- [Short problem 1]
Answer these questions about the text on sabbath rest, one line each:
(a) On which day of the week does the author observe sabbath?
(b) What does the term holy mean in Scripture, according to the text?
(c) Whose words are quoted about sabbath-keeping shifting our attention?

These verses don’t suggest God was exhausted from all His efforts: “I need a divine lie-down – creating everything from nothing flat wore me out!” God has no need for “rest” in that sense. He didn’t stop being God or being sovereign over all that is seen and unseen. But He did take a moment (day) to enjoy the goodness He had created. In fact, creation wasn’t complete without the seventh day of rest; it is woven into the very fabric of creation…into humanity. As with the other nine commandments, rest is designed to form and shape us as people of God…to help us be the men, women, and children we were created to be.
Life has inherent ebbs and flows, highs and lows, and God called us to a life of intentional rhythm. Rest is an essential part of that rhythm, and yet “rest” has become like other four-letter words – something to be avoided because we tend to make a negative association, equating rest to being “lazy.” We enlightened 21st century people with our frenetically busy and over-booked schedules consider slowing down or simplifying anathema, must less actually stopping for a time. No wonder we are harried, stressed, impatient, self-serving, and self-centered – we are never refreshed and refueled. Operating on empty makes us unable to care about, much less love and care for, those around us – and that’s the greatest commandment, by the way.
So, let’s trace back to my original questions of childhood (and since): What exactly does keeping a day holy and sabbath rest mean, and what does it look like? Does it mean a day filled with only holy disciplines and practices? Must it be observed only on Saturday or Sunday? Is keeping sabbath simply a matter of refraining from work? First, let’s take a look at two key words – holy and rest. In Scripture, the term holy means to “consecrate” or “set aside.” Keeping the sabbath holy, then, is a call to consecrate and set aside a space of time as utterly different from all other days. It is time set apart for a specific purpose – and that’s where rest comes in. Holy rest isn’t about a super long nap – although it’s not a bad thing to include when observing the sabbath. Holy rest is about differentiating this time from all other time. It’s not a day to abstain from your profession or various roles so you can run all your errands and do your household/yard work. It’s about embracing and celebrating time as a gift. It’s about seeking refreshment, renewal, and refilling spiritual resources. It’s about significantly slowing your pace – don’t tend the garden; smell the flowers…meditate on their beauty…soak in the sun. Take a pause from everything ordinary to simply be and feel yourself replenish. Be still and know the He is God.
From my perspective as an Anglican priest, Sunday is a day of worship and service for me, and while it is certainly holy time, it isn’t sabbath rest; therefore, I observe sabbath on Monday. Just as each person is unique, so will our sabbath practices be unique. The point is not what you choose to do as much as what you don’t do. Pray about and discover your own way, knowing it may take some trial and error. Don’t be afraid to be creative and resist being productive! Find what restores you and fills you with peace and joy. In the words of the late Eugene Peterson, “Sabbath-keeping shifts our attention from what we are doing for God to what God is doing for us. Our work became subsumed in His.” In finding and committing to a rhythm of sabbath rest, we are strengthened to serve the other six days of the week, to check off our “to do” lists and faithfully fulfill our roles; not in a state of exhaustion, but with joy and spiritual health. My prayer is that each of you will commit, or recommit, to keep your sabbath holy. It will require thought, planning, intentionality, and discipline in the beginning, but the rewards are immeasurable.

- [Short problem 2]
Rewrite the records from the line that has "Target: license plate" through the end of the records, with both ends included, replacing "instance" with "occurrence" and leaving everything else unchanged.

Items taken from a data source
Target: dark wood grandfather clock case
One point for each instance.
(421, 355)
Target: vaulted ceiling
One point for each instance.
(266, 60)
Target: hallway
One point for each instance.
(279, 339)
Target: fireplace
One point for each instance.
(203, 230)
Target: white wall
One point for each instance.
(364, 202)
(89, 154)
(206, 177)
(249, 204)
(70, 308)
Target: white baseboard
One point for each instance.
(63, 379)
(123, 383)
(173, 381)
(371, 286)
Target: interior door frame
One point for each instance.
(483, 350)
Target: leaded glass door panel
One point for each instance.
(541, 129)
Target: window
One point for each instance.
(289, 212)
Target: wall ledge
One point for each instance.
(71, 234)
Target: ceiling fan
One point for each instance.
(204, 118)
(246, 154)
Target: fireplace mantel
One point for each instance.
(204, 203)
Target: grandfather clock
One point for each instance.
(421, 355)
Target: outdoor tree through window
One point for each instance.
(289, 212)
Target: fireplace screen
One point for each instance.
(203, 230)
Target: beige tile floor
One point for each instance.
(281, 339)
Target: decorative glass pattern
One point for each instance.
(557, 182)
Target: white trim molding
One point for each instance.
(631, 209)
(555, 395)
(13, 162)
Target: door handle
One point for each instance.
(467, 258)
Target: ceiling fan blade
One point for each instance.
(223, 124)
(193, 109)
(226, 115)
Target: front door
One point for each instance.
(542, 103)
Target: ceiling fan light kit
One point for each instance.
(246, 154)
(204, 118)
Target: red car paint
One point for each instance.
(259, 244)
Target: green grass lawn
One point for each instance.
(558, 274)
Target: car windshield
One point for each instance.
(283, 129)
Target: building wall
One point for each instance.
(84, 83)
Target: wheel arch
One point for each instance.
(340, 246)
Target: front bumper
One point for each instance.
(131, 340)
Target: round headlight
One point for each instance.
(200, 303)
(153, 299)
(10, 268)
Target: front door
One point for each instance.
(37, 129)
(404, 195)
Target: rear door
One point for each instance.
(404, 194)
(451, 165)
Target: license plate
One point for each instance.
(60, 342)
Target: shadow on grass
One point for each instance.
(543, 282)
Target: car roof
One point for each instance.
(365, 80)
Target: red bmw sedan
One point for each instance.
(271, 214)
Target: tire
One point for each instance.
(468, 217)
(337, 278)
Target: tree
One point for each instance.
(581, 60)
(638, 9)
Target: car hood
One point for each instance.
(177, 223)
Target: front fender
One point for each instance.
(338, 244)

- [Solution 1]
(a) Monday
(b) To "consecrate" or "set aside"
(c) The late Eugene Peterson

- [Solution 2]
Target: license plate
One point for each occurrence.
(60, 342)
Target: shadow on grass
One point for each occurrence.
(543, 282)
Target: car roof
One point for each occurrence.
(365, 80)
Target: red bmw sedan
One point for each occurrence.
(271, 214)
Target: tire
One point for each occurrence.
(468, 217)
(337, 278)
Target: tree
One point for each occurrence.
(581, 60)
(638, 9)
Target: car hood
One point for each occurrence.
(177, 223)
Target: front fender
One point for each occurrence.
(338, 244)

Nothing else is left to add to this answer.